[Document]
━━━

Request for Full YOLOv8 Segmentation Inference Demo on Khadas VIM3 Using KSNN

Which system do you use? Android, Ubuntu, OOWOW or others?

Ubuntu

Which version of system do you use? Please provide the version of the system here:

Ubuntu 20.04 (Khadas official VIM3 image)

Please describe your issue below:

I want to perform inference using a YOLOv8n segmentation model on the Khadas VIM3 with the KSNN Python API.

Please provide a full demo or reference that shows how to:

  • Prepare and convert a YOLOv8 segmentation model to .nb format.
  • Run inference on the VIM3 using KSNN.
  • Extract and visualize the segmentation masks (not just bounding boxes).

Hello @Yash_Bhagwat

@Louis-Cheng-Liu will help you to check this issue.

Thank you @numbqq @Louis-Cheng-Liu

Hello @Yash_Bhagwat ,

I am very sorry that we do not have YOLOv8 segmentation demo now. We only have YOLOv8 detect demo.

━━━

[Dataset]
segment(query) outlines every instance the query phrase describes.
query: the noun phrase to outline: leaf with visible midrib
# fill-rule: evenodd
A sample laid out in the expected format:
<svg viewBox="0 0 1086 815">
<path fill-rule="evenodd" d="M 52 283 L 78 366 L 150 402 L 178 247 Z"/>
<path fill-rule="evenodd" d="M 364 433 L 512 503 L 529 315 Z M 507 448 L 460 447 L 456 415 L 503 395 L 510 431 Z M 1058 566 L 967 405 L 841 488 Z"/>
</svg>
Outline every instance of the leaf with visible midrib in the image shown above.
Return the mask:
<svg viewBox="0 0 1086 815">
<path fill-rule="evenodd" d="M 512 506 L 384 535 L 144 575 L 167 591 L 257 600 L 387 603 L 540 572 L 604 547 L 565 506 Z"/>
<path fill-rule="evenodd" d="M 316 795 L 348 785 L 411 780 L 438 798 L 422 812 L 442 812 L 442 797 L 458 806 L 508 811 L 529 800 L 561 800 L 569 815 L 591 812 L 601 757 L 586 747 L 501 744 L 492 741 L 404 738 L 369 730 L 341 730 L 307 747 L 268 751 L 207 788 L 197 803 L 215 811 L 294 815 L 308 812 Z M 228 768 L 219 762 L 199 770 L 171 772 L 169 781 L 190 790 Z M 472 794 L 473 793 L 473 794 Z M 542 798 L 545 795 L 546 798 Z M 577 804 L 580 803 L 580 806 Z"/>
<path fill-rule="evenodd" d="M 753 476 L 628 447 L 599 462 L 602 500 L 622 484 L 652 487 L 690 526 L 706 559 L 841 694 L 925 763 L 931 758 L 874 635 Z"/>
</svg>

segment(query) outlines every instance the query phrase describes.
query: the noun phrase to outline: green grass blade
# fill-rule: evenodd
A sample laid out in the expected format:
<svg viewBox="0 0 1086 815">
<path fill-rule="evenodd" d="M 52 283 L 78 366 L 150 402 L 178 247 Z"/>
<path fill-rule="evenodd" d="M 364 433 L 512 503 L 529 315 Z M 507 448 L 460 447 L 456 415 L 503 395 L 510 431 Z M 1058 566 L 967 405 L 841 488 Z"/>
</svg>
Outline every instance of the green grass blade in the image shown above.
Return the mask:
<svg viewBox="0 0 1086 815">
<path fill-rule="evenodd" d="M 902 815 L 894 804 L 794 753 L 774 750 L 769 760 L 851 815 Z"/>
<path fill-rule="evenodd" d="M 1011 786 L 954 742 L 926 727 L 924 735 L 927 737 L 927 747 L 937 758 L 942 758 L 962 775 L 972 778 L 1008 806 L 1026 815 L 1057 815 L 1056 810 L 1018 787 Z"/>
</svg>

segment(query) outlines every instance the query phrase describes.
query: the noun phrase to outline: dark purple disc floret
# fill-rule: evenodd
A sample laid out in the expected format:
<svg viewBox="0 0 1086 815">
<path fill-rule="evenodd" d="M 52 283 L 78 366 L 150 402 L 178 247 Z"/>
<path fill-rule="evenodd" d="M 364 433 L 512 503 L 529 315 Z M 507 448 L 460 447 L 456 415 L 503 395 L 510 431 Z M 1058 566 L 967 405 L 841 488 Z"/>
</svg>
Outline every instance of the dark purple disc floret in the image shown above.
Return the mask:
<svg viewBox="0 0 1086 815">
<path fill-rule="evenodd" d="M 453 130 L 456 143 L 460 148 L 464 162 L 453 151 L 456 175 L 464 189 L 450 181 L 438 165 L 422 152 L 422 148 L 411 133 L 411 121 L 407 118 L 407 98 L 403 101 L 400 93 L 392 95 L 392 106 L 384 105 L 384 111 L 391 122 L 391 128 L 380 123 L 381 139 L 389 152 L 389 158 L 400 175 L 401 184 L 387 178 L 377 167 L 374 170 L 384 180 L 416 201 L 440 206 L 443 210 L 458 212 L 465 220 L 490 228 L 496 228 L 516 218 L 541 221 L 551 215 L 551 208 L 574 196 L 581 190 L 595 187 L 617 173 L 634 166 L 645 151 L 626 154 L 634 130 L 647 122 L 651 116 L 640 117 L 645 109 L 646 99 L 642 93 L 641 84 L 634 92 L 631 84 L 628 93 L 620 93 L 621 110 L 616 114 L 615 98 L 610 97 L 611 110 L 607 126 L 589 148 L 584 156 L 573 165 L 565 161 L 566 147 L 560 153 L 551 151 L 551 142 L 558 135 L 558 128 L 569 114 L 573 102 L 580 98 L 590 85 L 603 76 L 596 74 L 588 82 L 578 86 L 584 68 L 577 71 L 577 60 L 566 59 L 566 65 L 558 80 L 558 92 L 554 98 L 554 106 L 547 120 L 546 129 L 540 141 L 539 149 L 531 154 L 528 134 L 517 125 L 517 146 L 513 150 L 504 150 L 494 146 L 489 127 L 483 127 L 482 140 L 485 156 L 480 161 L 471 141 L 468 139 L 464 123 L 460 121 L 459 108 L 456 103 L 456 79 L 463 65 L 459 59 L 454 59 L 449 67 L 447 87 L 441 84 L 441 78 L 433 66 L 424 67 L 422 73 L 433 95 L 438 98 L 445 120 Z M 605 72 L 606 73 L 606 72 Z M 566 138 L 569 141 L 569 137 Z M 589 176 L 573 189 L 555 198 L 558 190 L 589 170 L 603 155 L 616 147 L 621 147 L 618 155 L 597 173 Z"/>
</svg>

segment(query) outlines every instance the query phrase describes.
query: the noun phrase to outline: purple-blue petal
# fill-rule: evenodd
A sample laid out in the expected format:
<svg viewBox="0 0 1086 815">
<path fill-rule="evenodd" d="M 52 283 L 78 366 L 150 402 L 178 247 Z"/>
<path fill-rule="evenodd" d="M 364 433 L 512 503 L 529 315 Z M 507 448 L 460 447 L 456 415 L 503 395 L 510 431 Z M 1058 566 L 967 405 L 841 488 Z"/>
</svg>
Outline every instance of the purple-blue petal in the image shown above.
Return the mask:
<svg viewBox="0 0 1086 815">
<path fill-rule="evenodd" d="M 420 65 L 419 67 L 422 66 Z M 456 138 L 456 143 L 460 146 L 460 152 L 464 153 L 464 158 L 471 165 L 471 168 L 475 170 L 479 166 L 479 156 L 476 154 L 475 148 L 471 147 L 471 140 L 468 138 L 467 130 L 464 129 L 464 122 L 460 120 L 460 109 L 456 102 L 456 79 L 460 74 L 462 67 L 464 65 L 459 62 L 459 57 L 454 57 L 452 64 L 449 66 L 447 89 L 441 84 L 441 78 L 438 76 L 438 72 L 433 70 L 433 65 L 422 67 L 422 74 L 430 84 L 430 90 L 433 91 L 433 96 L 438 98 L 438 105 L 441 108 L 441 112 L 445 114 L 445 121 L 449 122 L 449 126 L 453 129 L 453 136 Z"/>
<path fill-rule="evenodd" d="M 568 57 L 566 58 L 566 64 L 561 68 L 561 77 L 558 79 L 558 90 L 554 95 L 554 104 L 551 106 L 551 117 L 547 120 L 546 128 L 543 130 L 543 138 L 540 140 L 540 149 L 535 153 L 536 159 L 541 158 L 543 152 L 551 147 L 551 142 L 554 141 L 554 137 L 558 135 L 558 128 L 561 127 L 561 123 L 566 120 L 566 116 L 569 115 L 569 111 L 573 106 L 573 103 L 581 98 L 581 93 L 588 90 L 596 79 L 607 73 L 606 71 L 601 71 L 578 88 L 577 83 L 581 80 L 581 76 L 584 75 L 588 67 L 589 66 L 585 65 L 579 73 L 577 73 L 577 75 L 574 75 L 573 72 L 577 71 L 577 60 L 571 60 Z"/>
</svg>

━━━

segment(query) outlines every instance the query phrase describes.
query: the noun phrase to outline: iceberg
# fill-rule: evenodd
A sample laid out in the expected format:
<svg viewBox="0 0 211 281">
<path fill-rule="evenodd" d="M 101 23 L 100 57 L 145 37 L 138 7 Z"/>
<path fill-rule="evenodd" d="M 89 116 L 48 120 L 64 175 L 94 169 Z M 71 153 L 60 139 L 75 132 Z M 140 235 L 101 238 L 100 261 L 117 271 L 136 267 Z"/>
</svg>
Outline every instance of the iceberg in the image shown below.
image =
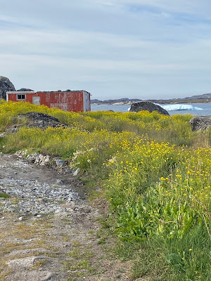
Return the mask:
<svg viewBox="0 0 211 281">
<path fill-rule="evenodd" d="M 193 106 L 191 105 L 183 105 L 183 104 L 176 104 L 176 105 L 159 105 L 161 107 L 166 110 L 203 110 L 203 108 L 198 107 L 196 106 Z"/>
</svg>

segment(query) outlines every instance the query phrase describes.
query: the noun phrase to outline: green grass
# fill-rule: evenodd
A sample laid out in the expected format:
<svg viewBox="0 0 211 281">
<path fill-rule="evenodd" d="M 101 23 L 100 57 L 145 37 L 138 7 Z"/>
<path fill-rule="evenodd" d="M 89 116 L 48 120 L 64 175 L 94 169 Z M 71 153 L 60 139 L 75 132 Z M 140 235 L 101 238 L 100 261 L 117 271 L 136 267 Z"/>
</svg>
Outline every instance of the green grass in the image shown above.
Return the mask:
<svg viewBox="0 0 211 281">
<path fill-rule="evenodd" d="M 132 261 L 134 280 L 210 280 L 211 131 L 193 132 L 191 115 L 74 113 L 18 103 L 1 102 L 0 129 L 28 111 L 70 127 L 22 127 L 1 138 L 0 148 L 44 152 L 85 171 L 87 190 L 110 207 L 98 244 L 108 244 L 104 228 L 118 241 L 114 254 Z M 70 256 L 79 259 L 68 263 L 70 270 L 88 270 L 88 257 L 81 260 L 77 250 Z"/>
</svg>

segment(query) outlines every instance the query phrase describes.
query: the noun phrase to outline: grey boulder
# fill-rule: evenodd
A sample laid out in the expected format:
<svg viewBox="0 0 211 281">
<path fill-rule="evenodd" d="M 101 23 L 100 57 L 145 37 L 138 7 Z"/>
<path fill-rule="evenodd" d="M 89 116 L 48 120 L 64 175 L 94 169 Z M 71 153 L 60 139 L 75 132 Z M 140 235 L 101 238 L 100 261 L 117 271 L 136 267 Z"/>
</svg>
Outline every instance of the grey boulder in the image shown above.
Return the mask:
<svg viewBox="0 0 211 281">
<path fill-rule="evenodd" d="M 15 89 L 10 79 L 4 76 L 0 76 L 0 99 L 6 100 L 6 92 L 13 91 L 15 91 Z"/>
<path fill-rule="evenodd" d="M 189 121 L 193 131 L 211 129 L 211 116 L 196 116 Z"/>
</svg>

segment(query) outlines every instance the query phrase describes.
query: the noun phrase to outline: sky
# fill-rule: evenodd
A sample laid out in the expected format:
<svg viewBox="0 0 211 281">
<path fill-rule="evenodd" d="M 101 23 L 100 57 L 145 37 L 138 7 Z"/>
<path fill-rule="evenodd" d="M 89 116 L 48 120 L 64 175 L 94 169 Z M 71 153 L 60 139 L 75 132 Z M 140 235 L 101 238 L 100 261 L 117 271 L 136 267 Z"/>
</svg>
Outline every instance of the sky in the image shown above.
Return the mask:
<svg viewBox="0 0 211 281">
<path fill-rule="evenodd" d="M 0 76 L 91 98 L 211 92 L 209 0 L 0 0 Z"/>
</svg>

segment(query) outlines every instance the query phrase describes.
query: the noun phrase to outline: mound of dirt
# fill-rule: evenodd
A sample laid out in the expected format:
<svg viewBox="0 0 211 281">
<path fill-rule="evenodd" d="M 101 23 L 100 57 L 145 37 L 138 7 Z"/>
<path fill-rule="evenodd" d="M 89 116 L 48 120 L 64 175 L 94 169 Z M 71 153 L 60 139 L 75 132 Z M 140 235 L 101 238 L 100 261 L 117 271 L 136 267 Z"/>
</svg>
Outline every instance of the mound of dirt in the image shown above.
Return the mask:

━━━

[Given exercise] Decide whether each statement agrees with the forum thread: (a) the poster runs Ubuntu 20.04 on the VIM3, (b) the poster wants to run inference through the KSNN C++ API, and (c) a YOLOv8 segmentation demo is currently offered. Answer yes or no for each and quote the words of the thread that decide it.

[Answer to the exercise]
(a) Yes: "Ubuntu 20.04 (Khadas official VIM3 image)"
(b) No: "with the KSNN Python API"
(c) No: "we do not have YOLOv8 segmentation demo now. We only have YOLOv8 detect demo."